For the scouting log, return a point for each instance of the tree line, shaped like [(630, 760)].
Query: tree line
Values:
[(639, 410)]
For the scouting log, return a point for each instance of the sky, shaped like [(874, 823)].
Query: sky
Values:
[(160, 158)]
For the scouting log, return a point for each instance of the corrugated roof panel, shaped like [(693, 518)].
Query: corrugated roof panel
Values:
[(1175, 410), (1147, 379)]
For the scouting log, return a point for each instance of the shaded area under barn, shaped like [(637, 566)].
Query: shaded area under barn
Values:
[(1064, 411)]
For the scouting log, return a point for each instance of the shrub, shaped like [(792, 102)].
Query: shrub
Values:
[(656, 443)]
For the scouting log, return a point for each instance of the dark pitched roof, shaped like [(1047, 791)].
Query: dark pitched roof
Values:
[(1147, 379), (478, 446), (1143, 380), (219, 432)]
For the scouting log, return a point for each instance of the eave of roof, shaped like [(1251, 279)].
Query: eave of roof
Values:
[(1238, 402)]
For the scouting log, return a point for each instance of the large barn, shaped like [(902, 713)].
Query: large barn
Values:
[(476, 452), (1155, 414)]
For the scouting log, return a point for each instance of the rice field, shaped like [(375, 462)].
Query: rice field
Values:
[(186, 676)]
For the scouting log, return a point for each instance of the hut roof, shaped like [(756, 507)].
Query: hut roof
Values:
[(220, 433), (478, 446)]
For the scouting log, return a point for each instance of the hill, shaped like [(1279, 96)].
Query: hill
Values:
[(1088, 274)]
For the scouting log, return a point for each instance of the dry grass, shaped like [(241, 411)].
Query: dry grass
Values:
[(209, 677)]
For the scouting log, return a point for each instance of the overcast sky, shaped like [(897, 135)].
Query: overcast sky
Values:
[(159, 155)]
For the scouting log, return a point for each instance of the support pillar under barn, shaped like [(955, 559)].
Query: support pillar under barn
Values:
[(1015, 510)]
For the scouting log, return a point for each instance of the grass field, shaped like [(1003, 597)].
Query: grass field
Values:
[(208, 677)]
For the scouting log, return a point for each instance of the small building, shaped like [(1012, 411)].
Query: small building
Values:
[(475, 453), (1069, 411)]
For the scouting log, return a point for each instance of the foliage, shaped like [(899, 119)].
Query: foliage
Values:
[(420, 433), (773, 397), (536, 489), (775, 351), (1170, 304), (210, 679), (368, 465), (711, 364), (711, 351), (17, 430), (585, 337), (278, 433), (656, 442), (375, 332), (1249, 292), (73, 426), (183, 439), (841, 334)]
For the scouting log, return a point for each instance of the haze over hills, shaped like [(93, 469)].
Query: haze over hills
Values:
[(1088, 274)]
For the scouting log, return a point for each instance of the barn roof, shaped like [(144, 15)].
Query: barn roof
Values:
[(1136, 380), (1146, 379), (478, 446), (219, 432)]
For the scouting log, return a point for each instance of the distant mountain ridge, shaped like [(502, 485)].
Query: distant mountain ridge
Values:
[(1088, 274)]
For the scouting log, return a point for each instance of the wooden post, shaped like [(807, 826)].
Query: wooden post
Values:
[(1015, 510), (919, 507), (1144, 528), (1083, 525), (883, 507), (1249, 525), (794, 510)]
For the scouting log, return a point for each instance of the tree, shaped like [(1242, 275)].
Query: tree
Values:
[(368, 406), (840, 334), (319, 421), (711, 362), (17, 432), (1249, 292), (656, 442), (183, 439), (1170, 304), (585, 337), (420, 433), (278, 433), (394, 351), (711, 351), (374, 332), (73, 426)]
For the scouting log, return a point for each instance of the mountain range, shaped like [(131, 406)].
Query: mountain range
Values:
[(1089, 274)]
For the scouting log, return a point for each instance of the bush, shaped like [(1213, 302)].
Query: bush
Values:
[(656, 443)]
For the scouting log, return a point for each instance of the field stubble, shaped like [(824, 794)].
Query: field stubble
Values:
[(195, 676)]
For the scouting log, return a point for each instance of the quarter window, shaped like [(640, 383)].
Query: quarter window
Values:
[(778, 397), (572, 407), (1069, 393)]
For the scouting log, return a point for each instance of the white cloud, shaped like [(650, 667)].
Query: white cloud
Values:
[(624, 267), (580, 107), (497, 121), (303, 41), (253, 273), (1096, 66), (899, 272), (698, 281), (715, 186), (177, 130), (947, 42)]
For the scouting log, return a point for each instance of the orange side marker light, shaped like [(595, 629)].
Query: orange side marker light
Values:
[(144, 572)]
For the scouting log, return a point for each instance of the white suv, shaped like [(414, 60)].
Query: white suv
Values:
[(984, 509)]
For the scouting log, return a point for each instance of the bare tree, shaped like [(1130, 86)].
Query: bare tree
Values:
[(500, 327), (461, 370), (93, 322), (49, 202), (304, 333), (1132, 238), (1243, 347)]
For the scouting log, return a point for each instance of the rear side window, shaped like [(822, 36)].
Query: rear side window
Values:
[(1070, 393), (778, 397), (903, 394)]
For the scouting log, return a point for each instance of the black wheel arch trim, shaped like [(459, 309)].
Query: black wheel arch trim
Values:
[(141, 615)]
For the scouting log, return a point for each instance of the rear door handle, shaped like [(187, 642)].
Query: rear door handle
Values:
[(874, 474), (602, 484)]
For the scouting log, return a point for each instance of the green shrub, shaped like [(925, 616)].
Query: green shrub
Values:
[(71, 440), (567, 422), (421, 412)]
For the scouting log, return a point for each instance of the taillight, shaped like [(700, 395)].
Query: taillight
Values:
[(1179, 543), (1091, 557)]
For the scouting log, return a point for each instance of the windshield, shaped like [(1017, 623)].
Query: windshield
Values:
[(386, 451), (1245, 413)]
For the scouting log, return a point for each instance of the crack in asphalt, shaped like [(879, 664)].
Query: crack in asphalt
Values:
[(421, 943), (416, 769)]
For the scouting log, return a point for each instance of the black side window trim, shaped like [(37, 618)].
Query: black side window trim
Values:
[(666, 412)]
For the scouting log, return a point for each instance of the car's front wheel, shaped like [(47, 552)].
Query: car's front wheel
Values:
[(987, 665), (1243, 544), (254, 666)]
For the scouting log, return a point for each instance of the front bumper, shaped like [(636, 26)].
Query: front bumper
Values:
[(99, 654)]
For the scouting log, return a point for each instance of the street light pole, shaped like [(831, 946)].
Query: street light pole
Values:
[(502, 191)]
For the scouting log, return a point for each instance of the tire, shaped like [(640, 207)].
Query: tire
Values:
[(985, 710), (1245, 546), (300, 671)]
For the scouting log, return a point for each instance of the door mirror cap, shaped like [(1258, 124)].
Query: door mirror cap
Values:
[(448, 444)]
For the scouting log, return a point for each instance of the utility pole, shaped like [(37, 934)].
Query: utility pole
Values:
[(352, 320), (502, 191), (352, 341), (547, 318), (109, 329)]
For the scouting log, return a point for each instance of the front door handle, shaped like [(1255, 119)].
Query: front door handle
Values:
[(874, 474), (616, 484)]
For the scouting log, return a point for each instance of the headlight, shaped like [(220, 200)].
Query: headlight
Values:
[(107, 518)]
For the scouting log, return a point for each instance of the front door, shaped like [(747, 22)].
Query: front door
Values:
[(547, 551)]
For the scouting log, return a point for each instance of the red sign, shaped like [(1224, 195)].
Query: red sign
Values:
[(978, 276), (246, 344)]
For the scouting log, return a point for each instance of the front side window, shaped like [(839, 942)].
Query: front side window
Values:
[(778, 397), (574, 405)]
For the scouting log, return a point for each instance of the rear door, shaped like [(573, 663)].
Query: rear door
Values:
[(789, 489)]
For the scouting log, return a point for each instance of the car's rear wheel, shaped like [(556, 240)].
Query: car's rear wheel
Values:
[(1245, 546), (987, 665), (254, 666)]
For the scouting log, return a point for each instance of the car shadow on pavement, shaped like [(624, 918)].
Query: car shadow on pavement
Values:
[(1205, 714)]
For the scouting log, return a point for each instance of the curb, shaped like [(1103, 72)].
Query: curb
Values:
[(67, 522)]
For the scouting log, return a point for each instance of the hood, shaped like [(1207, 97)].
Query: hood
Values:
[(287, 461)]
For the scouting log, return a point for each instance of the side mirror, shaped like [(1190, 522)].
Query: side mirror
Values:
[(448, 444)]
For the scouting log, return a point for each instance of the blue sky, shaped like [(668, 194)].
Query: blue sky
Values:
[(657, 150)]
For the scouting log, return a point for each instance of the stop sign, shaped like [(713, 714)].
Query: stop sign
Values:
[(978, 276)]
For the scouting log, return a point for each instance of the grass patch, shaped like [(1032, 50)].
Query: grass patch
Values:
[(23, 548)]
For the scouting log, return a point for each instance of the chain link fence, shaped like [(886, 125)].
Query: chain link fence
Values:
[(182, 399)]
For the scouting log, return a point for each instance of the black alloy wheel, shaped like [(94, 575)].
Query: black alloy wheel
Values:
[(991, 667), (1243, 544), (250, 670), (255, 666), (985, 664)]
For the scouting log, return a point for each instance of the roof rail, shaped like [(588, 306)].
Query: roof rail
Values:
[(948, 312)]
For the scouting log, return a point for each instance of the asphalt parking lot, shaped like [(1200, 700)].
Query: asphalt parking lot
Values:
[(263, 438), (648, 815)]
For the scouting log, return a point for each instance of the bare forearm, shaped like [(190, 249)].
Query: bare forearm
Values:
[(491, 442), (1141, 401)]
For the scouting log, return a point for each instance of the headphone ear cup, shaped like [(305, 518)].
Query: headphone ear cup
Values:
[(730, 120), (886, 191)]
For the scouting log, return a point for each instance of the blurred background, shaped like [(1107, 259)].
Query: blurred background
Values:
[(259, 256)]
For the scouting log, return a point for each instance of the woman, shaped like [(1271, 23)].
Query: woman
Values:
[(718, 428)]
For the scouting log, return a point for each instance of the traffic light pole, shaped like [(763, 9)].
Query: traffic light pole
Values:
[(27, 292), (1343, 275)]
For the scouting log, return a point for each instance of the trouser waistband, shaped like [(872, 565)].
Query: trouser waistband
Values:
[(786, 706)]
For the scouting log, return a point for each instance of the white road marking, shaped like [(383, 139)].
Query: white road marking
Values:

▶ [Problem statement]: Pull every line containing the word "utility" out of the listing.

▶ [Task result]:
For the scouting log, return a point for each instance of the utility pole, shaped like [(37, 934)].
Query: utility pole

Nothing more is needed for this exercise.